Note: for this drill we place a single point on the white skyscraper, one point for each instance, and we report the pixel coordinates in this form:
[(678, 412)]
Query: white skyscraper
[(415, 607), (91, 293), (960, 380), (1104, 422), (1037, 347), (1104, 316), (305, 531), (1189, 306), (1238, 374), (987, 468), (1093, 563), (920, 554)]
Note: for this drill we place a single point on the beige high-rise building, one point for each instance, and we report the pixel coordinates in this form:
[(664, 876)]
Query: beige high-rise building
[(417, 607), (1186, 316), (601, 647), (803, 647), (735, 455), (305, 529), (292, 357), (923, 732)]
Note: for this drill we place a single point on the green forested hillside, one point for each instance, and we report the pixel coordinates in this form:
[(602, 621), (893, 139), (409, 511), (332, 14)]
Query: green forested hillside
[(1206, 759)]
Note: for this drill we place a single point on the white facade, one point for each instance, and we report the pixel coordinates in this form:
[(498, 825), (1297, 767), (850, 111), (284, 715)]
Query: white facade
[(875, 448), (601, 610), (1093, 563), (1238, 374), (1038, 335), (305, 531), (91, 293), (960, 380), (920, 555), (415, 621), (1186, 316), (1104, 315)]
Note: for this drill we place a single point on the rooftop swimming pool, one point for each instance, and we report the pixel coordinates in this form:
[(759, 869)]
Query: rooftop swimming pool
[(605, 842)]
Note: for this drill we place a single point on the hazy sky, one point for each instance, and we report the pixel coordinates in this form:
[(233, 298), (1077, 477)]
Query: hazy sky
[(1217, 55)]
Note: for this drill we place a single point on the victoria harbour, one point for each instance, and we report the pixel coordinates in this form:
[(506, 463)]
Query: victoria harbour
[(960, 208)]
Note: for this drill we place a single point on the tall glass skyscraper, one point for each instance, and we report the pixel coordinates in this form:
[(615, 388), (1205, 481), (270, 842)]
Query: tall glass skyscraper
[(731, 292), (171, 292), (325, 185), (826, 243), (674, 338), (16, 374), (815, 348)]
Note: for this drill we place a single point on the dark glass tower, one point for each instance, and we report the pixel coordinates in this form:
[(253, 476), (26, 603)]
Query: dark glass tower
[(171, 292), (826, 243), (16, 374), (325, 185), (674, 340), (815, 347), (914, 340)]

## What is being asked
In the material above, locate the line containing "Query: victoria harbour" and the line containing "[(615, 388), (1205, 481), (270, 842)]". Transcribe exactly those two lines and every line between them, and nothing more.

## Written response
Query: victoria harbour
[(960, 208)]
Note: for this drill we place a single point on the tall glass skyscraper, one point for each instance, and we report the pixel coordinates in this form:
[(615, 388), (1205, 481), (270, 842)]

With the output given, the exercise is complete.